# WHAT NEEDS TO BE DONE
In the piece below on Liz's eighth wedding, transcribe the passage starting at "Liz’s eighth was" and ending at "of the occasion?".

# TEXT SHOWN
8
Eight Down, ? To Go
OCTOBER 8, 1991
 
Liz’s eighth was fittingly vulgar. The helicopters buzzed about, one parachutist tried to break in from the heavens above, and the wedding was hosted by Michael Jackson (details courtesy of Liz Smith) “formally attired in a dinner jacket, with a large diamond pin at his throat instead of black tie. He wore another diamond medal on his chest and bright silver boots.” The father-of-the-bride who gave Liz away is almost thirty years junior to the bride, who stepped forward to marry the groom, twenty years her junior. He was in turn accompanied by best man, hairdresser José Eber, “wearing his customary trademark straw hat, dyed black to match his tuxedo for the occasion.” The chimpanzee that was to have brought in the wedding ring did not turn up. Bad chimpanzee! Did he have no sense of the occasion?

# RECORDS PROVIDED
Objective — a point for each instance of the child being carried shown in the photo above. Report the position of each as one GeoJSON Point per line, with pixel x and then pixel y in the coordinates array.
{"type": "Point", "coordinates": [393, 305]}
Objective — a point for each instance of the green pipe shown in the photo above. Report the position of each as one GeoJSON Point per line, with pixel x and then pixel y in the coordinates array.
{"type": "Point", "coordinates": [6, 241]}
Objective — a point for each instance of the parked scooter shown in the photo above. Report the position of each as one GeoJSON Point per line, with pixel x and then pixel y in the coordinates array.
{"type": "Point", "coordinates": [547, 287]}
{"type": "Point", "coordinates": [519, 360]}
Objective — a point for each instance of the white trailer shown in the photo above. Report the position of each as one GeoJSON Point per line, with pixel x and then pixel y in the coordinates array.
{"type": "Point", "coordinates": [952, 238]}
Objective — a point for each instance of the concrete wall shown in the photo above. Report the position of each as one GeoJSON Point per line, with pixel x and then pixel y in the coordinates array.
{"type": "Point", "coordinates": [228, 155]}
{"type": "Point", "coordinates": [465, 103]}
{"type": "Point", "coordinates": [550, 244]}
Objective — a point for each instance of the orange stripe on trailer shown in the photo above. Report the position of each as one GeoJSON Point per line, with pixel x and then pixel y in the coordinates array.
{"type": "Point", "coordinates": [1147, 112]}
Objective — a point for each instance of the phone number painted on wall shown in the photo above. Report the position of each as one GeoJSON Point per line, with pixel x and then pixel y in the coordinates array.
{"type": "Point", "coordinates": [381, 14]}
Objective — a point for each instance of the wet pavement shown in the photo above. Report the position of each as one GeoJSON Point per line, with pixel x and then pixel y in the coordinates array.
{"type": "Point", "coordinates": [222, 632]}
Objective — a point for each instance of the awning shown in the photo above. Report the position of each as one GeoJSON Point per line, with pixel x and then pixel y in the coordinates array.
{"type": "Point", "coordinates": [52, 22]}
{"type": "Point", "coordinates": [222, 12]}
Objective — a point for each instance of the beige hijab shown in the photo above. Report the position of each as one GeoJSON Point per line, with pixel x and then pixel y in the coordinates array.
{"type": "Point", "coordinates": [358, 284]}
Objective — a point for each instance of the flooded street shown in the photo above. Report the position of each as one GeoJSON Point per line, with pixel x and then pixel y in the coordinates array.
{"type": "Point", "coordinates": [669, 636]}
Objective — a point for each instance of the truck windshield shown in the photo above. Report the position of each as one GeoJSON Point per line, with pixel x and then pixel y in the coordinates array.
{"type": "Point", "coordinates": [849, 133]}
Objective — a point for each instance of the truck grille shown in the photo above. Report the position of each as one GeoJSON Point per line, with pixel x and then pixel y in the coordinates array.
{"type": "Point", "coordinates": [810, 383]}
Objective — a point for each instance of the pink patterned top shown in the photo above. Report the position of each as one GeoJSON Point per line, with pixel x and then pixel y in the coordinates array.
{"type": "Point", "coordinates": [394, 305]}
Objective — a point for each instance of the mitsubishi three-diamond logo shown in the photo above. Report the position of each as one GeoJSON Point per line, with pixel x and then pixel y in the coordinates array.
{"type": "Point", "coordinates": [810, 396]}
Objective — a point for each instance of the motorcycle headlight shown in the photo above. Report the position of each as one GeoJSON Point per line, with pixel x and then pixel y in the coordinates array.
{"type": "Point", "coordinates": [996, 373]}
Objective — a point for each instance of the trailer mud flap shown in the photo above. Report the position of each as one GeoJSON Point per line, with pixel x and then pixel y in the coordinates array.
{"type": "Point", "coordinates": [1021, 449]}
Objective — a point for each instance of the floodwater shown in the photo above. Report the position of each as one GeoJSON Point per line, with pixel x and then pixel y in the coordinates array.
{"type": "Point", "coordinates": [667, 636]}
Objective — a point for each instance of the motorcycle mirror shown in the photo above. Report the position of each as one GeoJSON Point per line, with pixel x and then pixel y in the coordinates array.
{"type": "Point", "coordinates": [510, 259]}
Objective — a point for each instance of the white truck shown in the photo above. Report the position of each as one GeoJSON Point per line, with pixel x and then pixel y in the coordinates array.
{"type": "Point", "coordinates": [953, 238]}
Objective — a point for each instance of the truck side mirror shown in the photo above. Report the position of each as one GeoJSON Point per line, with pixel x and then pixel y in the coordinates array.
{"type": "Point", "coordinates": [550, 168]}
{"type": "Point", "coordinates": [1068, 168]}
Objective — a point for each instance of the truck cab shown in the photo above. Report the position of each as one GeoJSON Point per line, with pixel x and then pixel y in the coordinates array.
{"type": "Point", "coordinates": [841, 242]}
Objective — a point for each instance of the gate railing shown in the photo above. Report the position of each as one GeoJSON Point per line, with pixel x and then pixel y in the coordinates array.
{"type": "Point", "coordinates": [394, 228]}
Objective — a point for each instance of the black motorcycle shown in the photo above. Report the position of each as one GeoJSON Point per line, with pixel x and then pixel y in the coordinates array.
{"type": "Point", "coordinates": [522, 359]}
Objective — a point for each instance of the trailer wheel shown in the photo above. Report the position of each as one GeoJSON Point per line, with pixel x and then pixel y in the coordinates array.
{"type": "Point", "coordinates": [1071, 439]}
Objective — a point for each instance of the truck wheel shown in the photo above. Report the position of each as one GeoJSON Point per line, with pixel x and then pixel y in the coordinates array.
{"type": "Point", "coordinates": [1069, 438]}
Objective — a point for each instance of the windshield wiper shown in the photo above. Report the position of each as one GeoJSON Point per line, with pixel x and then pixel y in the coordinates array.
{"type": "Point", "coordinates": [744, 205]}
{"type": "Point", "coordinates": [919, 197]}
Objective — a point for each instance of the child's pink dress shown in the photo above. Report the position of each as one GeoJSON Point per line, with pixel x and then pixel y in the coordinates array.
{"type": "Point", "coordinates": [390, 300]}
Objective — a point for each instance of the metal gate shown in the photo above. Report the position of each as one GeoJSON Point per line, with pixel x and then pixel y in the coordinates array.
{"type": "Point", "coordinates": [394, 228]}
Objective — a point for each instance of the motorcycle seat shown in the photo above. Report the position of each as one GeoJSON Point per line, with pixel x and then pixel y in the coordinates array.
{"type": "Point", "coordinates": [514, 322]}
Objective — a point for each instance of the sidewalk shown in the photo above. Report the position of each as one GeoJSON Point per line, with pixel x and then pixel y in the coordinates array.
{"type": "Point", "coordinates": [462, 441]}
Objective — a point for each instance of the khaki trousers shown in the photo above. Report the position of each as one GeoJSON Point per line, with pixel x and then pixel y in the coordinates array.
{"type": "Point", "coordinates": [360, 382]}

# ANSWER FOR THE TASK
Liz’s eighth was fittingly vulgar. The helicopters buzzed about, one parachutist tried to break in from the heavens above, and the wedding was hosted by Michael Jackson (details courtesy of Liz Smith) “formally attired in a dinner jacket, with a large diamond pin at his throat instead of black tie. He wore another diamond medal on his chest and bright silver boots.” The father-of-the-bride who gave Liz away is almost thirty years junior to the bride, who stepped forward to marry the groom, twenty years her junior. He was in turn accompanied by best man, hairdresser José Eber, “wearing his customary trademark straw hat, dyed black to match his tuxedo for the occasion.” The chimpanzee that was to have brought in the wedding ring did not turn up. Bad chimpanzee! Did he have no sense of the occasion?